### Selected extract ###

Treatment for coronavirus 

"A large portion of our patients recover from COVID after a single dose of paracetamol because they are young. But we also had a patient who is 44 years old, i.e. he is not in a risk group, but he is a smoker, which matters, and he spent nine days in intensive care. Because heterogeneity does exist and we are all very different genetically. Some people do not even notice when their temperature rises to 37.5 Celsius, while others are completely incapacitated by it.

"We started treating that serious patient with antibiotics (aminopenicillins). There was no improvement, so we used other antibiotics. At the time he was not yet confirmed to have COVID, so we treated him for a whole mix of possible flus. Once the diagnosis was confirmed we gave him combined antiretroviral therapy [which is used for treating HIV] - Kaletra (lopinavir + ritonavir).

"Coronavirus is not the same as a retrovirus; it is different, but we are treating it with Kaletra because it has shown good results, first of all in China. There, doctors saw that patients who were given Kaletra were improving. That is why we began to use the same treatment. Kaletra has some side effects, like diarrhea, but if it is a matter of life or death... We treated that grave patient with Kaletra and he has now been discharged."

Why is Moscow urgently building a specialized infectious diseases hospital if everything is under control?

### Information provided ###

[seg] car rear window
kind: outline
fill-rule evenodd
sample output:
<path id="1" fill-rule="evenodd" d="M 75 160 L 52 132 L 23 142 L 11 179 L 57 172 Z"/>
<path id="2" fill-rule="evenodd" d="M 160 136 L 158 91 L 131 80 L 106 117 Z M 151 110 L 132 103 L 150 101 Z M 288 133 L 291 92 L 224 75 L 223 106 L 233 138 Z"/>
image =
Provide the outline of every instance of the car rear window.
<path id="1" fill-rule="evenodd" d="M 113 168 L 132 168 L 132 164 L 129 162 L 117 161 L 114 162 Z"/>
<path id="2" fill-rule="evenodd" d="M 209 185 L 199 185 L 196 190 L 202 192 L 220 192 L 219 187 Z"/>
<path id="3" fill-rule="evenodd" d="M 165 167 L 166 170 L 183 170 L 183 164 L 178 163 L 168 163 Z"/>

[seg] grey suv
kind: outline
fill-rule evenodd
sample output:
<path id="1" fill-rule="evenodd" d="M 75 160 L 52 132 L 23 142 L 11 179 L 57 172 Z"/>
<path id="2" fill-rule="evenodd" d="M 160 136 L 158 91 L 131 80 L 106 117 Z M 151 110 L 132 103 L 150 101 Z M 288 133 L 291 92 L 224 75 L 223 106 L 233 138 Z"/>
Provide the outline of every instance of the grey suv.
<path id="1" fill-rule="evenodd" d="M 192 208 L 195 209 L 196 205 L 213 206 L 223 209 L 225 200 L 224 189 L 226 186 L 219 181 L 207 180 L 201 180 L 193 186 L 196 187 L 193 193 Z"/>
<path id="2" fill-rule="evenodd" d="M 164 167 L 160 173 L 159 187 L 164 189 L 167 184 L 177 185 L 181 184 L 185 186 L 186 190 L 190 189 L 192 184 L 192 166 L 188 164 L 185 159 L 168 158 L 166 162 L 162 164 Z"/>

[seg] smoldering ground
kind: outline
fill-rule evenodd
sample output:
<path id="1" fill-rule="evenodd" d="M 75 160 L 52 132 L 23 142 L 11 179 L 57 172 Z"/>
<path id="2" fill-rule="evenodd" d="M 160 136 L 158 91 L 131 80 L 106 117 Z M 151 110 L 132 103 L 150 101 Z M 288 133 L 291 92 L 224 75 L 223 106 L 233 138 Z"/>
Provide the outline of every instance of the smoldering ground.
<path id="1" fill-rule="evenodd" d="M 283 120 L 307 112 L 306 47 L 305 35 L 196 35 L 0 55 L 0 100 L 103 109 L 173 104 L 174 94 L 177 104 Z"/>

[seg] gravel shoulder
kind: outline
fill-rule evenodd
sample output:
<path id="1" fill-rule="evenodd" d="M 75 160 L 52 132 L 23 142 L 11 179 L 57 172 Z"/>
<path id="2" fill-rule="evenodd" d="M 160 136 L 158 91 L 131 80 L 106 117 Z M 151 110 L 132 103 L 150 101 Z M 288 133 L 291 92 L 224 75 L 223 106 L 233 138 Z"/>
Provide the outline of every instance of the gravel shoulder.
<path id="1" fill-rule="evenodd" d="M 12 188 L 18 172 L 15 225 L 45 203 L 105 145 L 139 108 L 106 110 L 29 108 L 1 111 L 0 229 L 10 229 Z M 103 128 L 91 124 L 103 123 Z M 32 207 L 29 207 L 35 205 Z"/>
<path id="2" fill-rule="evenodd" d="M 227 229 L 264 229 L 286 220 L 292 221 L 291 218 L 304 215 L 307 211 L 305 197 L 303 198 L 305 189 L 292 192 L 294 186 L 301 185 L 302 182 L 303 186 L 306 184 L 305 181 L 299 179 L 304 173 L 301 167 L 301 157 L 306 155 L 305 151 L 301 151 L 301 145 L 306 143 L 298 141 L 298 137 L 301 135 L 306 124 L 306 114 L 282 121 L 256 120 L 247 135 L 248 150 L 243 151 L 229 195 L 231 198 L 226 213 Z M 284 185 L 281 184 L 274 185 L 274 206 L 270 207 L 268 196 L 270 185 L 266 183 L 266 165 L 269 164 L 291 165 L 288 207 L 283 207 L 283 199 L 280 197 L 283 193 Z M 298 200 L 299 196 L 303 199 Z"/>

###

Task set »
a – List every medicine the coronavirus treatment text names specifically, including a drug class and the components of a combination drug.
b – From the coronavirus treatment text, quote the passage between "Treatment for coronavirus" and "incapacitated by it.", inclusive.
c – Translate this sentence from the coronavirus treatment text into Spanish: "There, doctors saw that patients who were given Kaletra were improving."

Solutions to the problems »
a –
paracetamol
aminopenicillins
Kaletra
lopinavir
ritonavir

b –
Treatment for coronavirus 

"A large portion of our patients recover from COVID after a single dose of paracetamol because they are young. But we also had a patient who is 44 years old, i.e. he is not in a risk group, but he is a smoker, which matters, and he spent nine days in intensive care. Because heterogeneity does exist and we are all very different genetically. Some people do not even notice when their temperature rises to 37.5 Celsius, while others are completely incapacitated by it.

c – Allí, los médicos vieron que los pacientes a los que se les administraba Kaletra mejoraban.